[Rows from a dataset]
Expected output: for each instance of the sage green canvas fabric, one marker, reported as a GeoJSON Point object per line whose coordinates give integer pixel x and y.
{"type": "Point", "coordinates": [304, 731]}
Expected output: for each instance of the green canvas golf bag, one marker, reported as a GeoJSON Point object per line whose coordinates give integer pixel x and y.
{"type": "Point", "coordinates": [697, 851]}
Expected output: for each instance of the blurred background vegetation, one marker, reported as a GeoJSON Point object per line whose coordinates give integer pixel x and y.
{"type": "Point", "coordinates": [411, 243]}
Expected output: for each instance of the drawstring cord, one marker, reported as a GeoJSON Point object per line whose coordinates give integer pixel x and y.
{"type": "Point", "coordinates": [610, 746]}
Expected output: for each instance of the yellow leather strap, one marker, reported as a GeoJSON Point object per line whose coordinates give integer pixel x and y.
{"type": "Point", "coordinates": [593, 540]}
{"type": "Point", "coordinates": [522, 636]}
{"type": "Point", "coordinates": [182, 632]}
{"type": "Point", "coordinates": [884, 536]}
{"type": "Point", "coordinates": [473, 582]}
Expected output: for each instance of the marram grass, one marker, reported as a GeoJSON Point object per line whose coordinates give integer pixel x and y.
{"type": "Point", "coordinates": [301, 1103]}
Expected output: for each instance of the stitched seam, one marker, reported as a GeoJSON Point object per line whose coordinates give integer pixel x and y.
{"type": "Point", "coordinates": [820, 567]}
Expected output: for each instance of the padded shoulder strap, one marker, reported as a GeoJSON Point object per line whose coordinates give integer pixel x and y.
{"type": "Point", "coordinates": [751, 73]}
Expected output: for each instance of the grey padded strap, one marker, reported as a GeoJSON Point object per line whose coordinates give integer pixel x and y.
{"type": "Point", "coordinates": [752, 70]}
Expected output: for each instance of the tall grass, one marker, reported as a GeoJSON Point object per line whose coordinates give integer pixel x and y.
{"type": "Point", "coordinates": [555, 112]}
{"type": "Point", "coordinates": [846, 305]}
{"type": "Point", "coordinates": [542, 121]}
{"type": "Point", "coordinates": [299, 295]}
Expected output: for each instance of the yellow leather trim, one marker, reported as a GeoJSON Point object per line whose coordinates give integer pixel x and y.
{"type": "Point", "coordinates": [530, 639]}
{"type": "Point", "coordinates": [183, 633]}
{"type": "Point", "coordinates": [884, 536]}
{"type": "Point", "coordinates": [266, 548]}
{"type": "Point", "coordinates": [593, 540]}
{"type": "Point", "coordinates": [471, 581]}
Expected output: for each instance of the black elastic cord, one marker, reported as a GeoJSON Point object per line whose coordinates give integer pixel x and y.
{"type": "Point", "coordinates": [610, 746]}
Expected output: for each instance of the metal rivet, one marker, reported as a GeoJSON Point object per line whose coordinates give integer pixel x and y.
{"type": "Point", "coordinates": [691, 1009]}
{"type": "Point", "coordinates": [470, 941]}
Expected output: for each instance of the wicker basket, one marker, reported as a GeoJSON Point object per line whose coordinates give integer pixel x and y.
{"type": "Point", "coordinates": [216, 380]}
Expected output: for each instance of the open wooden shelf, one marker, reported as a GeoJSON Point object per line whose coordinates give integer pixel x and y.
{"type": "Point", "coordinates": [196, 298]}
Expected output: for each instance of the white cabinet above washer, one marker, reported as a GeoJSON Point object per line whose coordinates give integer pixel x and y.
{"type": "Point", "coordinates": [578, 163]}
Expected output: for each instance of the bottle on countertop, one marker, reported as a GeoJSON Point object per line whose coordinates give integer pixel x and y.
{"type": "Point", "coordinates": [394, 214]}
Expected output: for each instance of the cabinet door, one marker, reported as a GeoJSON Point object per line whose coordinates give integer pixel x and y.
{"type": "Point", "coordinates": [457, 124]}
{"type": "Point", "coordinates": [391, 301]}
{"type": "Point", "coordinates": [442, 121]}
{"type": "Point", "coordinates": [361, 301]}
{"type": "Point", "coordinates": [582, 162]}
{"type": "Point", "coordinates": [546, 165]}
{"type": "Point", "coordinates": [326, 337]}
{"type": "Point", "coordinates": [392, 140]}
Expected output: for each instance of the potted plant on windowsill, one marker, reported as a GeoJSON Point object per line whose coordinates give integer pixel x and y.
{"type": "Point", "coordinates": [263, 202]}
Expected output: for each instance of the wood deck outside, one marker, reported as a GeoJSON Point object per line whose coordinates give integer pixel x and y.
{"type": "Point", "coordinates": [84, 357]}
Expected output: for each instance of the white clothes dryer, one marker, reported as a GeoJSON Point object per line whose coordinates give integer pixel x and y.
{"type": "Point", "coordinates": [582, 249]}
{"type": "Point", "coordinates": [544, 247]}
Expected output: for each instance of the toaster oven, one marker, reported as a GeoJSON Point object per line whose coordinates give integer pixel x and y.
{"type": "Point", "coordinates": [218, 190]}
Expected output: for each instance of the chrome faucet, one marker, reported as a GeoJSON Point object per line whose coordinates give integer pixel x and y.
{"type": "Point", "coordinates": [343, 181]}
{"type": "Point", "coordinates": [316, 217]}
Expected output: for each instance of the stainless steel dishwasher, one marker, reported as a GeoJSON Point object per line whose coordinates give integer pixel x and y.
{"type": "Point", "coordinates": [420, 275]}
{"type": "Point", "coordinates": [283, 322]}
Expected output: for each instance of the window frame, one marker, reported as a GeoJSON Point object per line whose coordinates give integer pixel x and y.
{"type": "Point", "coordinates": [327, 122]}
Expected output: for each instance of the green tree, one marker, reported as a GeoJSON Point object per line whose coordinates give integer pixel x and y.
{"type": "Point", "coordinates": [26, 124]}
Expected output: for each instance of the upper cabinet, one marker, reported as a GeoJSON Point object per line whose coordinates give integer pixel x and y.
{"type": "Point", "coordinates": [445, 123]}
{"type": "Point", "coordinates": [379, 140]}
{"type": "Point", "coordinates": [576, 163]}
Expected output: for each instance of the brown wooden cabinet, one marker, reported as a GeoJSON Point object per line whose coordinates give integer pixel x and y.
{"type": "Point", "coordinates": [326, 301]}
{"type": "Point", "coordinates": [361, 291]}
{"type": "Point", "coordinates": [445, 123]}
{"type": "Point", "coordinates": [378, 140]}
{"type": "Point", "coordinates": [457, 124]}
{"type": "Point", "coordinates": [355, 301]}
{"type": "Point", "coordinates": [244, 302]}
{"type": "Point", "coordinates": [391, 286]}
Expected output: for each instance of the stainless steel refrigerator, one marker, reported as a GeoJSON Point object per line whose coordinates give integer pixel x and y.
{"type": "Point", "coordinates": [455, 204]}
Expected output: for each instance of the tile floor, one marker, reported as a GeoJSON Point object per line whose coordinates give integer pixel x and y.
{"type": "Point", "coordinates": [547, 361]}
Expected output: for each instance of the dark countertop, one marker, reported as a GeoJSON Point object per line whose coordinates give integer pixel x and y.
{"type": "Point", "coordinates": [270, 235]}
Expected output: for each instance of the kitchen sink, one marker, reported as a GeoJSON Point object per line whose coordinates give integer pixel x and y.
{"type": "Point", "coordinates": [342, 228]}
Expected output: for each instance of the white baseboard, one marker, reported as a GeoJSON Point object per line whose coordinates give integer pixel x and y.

### THE EXERCISE:
Only the lines from the one containing "Expected output: for each instance of the brown" to the end of the records should be repeated, exactly as they appear.

### COMPLETED EXERCISE:
Expected output: for each instance of the brown wooden cabinet, one marker, reported as a GeoJSON Point object per line whose coordinates give integer pixel x and y.
{"type": "Point", "coordinates": [326, 301]}
{"type": "Point", "coordinates": [361, 291]}
{"type": "Point", "coordinates": [445, 123]}
{"type": "Point", "coordinates": [378, 140]}
{"type": "Point", "coordinates": [457, 124]}
{"type": "Point", "coordinates": [355, 301]}
{"type": "Point", "coordinates": [244, 302]}
{"type": "Point", "coordinates": [391, 286]}
Expected output: for each instance of the stainless steel refrigerator, one marker, reported as a GeoJSON Point object per line whose coordinates give integer pixel x and y.
{"type": "Point", "coordinates": [455, 204]}
Expected output: for each instance of the tile floor, one marker, reported as a GeoJSON Point object per line whose coordinates give integer pixel x and y.
{"type": "Point", "coordinates": [547, 361]}
Expected output: for each instance of the dark countertop, one marker, reported as a GeoJSON Point object per line whose coordinates give integer pixel x and y.
{"type": "Point", "coordinates": [270, 235]}
Expected output: for each instance of the kitchen sink, one marker, reported as a GeoJSON Point object per line whose coordinates give integer pixel x and y.
{"type": "Point", "coordinates": [342, 228]}
Expected output: for each instance of the white baseboard, one marker, reported as a GeoJSON Point object per line whose coordinates give integer pixel x and y.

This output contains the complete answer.